> **Task item**
Word for word, repeat every entry that appears below.

> **Recorded information**

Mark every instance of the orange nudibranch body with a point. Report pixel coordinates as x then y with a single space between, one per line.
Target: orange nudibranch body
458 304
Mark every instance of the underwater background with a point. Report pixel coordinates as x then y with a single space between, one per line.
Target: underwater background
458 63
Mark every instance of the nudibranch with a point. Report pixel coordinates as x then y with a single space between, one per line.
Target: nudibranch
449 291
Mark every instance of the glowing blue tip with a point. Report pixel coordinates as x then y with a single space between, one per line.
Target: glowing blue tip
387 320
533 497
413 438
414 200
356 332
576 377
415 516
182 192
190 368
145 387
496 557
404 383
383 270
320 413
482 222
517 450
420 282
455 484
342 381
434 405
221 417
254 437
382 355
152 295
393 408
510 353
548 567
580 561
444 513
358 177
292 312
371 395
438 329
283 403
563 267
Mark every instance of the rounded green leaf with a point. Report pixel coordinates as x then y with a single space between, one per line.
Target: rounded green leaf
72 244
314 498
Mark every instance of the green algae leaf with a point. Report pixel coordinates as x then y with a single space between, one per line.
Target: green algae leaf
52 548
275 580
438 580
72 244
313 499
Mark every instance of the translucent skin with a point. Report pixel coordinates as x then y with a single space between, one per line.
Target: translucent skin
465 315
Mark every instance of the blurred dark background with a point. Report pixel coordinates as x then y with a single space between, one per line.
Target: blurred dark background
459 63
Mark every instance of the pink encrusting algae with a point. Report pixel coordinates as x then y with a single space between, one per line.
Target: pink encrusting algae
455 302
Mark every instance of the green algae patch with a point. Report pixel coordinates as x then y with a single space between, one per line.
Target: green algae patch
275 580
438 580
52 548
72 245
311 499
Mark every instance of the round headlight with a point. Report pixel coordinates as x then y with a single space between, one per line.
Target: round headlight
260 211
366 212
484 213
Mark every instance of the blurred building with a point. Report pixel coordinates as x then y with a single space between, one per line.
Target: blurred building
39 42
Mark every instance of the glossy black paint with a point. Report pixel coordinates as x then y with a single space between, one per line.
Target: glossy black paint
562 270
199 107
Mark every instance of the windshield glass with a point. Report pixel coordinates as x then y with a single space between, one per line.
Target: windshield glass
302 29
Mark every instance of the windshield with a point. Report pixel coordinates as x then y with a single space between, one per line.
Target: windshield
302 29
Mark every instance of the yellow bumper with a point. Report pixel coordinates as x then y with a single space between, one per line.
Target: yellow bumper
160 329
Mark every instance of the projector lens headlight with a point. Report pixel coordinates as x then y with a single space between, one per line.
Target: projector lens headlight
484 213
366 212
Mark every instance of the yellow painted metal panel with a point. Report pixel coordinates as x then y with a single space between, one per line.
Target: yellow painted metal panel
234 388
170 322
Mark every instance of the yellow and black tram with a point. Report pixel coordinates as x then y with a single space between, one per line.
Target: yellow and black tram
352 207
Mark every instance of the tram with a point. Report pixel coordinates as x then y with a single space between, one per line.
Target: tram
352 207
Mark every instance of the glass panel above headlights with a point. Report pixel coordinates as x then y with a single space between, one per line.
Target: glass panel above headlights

> **Reply**
Mark every instance of the orange nudibranch body with a point. Report pixel coordinates as x then y with a single space between, one per line.
Target: orange nudibranch body
458 304
Mark every instance of the underwater background with a point. Report pixel coordinates as x then y with a single space between, one per line.
Target: underwater background
458 63
Mark every instance of the nudibranch with a point. Report pixel coordinates as x then y with a single space between, one per line.
Target: nudibranch
449 291
Mark every instance of the glowing blue tip with a point. Report pixel coordinates as x then y with a single space between, one per line.
Target: glowing blue tip
387 320
533 497
413 438
414 200
356 332
576 377
415 516
182 192
190 368
145 387
496 557
404 383
383 270
320 413
482 222
517 450
420 282
455 484
342 381
434 405
221 417
254 437
382 355
152 295
393 408
510 353
548 567
580 561
444 513
358 177
292 312
371 395
438 329
283 403
563 267
Mark every instance of the rounded green leaf with a point. Report pixel coordinates as x then y with a single space between, one per line.
Target: rounded green leaf
72 244
314 498
Mark every instance of the green algae leaf with a point. Report pixel coordinates as x then y with a single space between, one per line.
Target: green algae leaf
52 548
275 580
438 580
72 244
313 499
Mark every instance of the translucent skin with a point. Report pixel coordinates as x then y with a single space between, one per line.
Target: translucent skin
465 315
Mark every instance of the blurred dark background with a point. Report pixel coordinates as x then y with a single space between, one per line.
Target: blurred dark background
459 63
Mark every instance of the pink encrusting algae with a point. Report pixel coordinates as x then y with a single space between, one per line.
Target: pink encrusting algae
455 302
Mark every instance of the green algae patch with a point. Report pixel coordinates as x then y with a single space between, one per line.
Target: green algae patch
275 580
438 580
52 548
72 245
311 499
Mark every instance of the round headlight with a point. Report pixel coordinates as x then y with a single space between, one per line.
Target: round headlight
260 211
366 212
484 213
Mark every instance of the blurred building with a point. Report pixel coordinates as x then y with a single space between, one per line.
Target: blurred building
39 42
Mark every instance of the glossy black paint with a point. Report pixel coordinates as x then y with a single space between, one per line.
Target: glossy black paint
562 270
199 107
Mark every instance of the windshield glass with a point. Report pixel coordinates as x then y with a single space between, one per line.
Target: windshield glass
302 29
Mark every instance of the windshield with a point. Report pixel coordinates as x then y with a single space between, one per line.
Target: windshield
302 29
Mark every instance of the yellow bumper with a point. Report pixel coordinates as x then y with a single space between, one per line.
Target: yellow bumper
160 329
Mark every instance of the projector lens headlight with a point. Report pixel coordinates as x then y with a single space between, one per line.
Target: projector lens headlight
484 213
366 212
Mark every instance of the yellow painted metal panel with a point. Report pixel coordinates as x then y with a single space between, one per line.
Target: yellow painted metal panel
234 388
170 322
Mark every instance of the yellow and black tram with a point. Report pixel coordinates as x then y with a single space between, one per line.
Target: yellow and black tram
352 207
Mark every instance of the tram with a point. Report pixel coordinates as x then y with a single space between, one per line.
Target: tram
352 207
Mark every instance of the glass panel above headlights with a point. Report pixel coordinates as x then y with a single space between, one per line.
Target: glass panel above headlights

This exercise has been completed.